▶ _EXERCISE AIM_
In the records below, locate each line that contains the string "flower" and copy those lines out in full.

A block of data:
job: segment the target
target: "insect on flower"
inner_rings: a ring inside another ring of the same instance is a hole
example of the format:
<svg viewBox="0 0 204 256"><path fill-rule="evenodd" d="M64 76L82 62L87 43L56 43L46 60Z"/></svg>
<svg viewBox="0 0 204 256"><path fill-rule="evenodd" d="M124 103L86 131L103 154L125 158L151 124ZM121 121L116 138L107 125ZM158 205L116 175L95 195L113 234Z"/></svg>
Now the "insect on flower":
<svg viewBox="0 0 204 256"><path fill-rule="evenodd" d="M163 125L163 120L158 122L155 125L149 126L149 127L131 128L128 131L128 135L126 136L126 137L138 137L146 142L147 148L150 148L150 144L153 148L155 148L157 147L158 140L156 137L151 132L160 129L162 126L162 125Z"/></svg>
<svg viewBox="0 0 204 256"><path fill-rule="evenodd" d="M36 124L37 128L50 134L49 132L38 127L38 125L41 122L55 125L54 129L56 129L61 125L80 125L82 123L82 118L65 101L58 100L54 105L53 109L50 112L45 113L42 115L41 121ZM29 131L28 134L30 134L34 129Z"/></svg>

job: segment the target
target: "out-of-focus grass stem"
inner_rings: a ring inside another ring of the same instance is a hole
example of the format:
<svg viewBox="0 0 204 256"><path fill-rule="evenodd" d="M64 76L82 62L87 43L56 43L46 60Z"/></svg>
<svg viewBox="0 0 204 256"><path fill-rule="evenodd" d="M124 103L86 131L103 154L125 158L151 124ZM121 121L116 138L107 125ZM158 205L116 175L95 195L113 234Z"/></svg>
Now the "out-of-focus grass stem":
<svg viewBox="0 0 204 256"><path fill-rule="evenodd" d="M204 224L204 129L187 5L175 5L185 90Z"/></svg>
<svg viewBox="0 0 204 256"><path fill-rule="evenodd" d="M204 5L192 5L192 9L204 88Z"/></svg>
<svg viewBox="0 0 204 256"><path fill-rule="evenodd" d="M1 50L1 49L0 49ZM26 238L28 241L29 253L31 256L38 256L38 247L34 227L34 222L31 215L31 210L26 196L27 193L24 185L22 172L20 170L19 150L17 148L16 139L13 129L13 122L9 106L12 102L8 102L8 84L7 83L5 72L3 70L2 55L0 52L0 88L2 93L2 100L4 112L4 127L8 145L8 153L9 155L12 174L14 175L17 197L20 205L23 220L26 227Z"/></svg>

▶ _RESULT FOR THIS EXERCISE_
target: "insect on flower"
Now the "insect on flower":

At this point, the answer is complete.